> _Consignes_:
[A] Imprimez le passage du texte retenu qui commence aux mots « Le porte-parole du » et s'arrête après « une première réaction. ».
[B] Indiquez si chacune des affirmations suivantes est conforme au texte retenu, en répondant par oui ou par non et en citant à l'identique les mots du texte qui tranchent : (i) le président reporte les élections législatives à une date fixée ; (ii) le porte-parole du PST s'est opposé à l'état de siège ; (iii) les élections législatives prévues devaient être les premières élections pluralistes.

> _Texte retenu_:
##########
Article de Chawki Salhi paru dans Inprecor, n° 332, du 7 au 20 juin 1991, p. 28


A trois semaines des premières élections législatives pluralistes, le président Chadli Benjedid décrète l’état de siège, change de chef de gouvernement et reporte le scrutin sine die. Pourtant, quelques jours auparavant, tout semblait aller au mieux pour le régime.

Le porte-parole du Parti socialiste des travailleurs (PST) qui, dès l’annonce de l’état de siège s’est prononcé contre cette mesure, nous envoie une première réaction.
##########
> _Informations_:

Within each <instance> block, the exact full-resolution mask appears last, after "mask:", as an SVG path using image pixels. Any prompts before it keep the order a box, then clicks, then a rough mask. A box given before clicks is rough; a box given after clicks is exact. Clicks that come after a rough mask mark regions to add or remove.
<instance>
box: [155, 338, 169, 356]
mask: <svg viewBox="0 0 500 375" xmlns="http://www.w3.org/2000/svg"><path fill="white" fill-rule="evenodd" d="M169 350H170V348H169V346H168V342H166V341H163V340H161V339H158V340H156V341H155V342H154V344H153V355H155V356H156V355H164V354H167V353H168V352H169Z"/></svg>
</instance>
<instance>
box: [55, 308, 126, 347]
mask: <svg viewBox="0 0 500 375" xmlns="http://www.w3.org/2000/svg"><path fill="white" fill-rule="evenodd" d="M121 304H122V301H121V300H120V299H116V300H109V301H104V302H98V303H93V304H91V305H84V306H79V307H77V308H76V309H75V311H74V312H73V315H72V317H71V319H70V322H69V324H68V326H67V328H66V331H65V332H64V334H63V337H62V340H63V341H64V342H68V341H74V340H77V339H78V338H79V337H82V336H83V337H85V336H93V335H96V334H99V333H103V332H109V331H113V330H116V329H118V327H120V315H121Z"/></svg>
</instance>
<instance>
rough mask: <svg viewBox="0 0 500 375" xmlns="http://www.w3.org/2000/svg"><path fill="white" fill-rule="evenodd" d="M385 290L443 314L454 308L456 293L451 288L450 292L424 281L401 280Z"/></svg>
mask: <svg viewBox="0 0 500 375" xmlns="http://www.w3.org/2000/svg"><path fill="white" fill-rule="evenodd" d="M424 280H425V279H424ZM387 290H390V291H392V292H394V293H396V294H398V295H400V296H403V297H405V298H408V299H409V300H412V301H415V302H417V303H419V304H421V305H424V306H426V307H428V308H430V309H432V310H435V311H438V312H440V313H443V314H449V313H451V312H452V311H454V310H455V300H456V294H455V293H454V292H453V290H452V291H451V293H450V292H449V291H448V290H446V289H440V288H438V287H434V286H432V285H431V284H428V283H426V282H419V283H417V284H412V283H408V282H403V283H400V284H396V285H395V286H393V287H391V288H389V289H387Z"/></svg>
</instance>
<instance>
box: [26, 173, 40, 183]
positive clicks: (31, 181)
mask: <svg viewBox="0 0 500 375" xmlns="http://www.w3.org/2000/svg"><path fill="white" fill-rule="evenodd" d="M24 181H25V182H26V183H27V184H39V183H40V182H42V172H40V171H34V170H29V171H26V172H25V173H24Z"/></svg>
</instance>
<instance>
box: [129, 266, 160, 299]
##########
> _Réponses successives_:
[A]
Le porte-parole du Parti socialiste des travailleurs (PST) qui, dès l’annonce de l’état de siège s’est prononcé contre cette mesure, nous envoie une première réaction.

[B]
(i) Non : « reporte le scrutin sine die ».
(ii) Oui : « dès l’annonce de l’état de siège s’est prononcé contre cette mesure ».
(iii) Oui : « des premières élections législatives pluralistes ».